REQUIREMENT 1: Can you reproduce the Texas road-trip passage below, word for word and in full?

Across the Plains of Texas, Scene 2

“Leave for the country let the day begin
I carry my share of original sin . . .
And I wanna be
like Mercury, with the wind blowing through my hair”

A jackknifed tractor trailer delayed our egress from St. Louis by turning I-44 into the parking situation at Woodstock. After an hour or so of creeping along in this controlled-access limbo, we found ourselves in what surely was the purest distillation of the mythical “Middle America” this coastal elite could have imagined, land of the fast food letter board advertising fifty-piece chicken nuggets and home of the ability to purchase high-proof liquor at any gas station.

Weighing heavy on my mind was the trajectory of our slog, roughly echoing the direction of - but keeping us tauntingly at arm’s length from - the most legendary American road of them all: the erstwhile U.S. Highway 66, more popularly known in the colloquial lexicon, of course, simply as “Route 66.”

DATA ENTRIES:
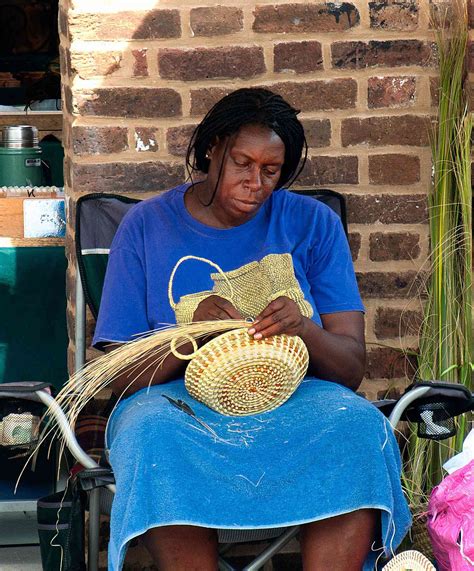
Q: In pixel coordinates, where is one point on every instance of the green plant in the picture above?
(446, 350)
---
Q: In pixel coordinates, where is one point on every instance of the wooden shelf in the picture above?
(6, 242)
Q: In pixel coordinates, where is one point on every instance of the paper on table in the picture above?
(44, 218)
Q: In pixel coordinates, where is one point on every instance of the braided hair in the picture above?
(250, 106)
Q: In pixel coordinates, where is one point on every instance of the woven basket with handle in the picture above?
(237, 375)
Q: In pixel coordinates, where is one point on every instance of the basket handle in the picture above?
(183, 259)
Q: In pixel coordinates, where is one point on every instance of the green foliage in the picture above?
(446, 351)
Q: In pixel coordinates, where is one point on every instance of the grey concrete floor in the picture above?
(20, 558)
--
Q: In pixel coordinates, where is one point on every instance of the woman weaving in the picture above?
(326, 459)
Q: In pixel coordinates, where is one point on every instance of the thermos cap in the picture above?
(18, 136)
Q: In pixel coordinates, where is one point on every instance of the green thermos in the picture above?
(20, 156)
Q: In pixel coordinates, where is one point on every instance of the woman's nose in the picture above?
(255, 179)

REQUIREMENT 2: Which lines in the rows above contain the word "green"? Show each of them in full, and treat case as significant.

COMPLETE RESPONSE 1:
Across the Plains of Texas, Scene 2

“Leave for the country let the day begin
I carry my share of original sin . . .
And I wanna be
like Mercury, with the wind blowing through my hair”

A jackknifed tractor trailer delayed our egress from St. Louis by turning I-44 into the parking situation at Woodstock. After an hour or so of creeping along in this controlled-access limbo, we found ourselves in what surely was the purest distillation of the mythical “Middle America” this coastal elite could have imagined, land of the fast food letter board advertising fifty-piece chicken nuggets and home of the ability to purchase high-proof liquor at any gas station.

Weighing heavy on my mind was the trajectory of our slog, roughly echoing the direction of - but keeping us tauntingly at arm’s length from - the most legendary American road of them all: the erstwhile U.S. Highway 66, more popularly known in the colloquial lexicon, of course, simply as “Route 66.”

COMPLETE RESPONSE 2:
Q: In pixel coordinates, where is one point on every instance of the green plant in the picture above?
Q: In pixel coordinates, where is one point on every instance of the green foliage in the picture above?
Q: In pixel coordinates, where is one point on every instance of the green thermos in the picture above?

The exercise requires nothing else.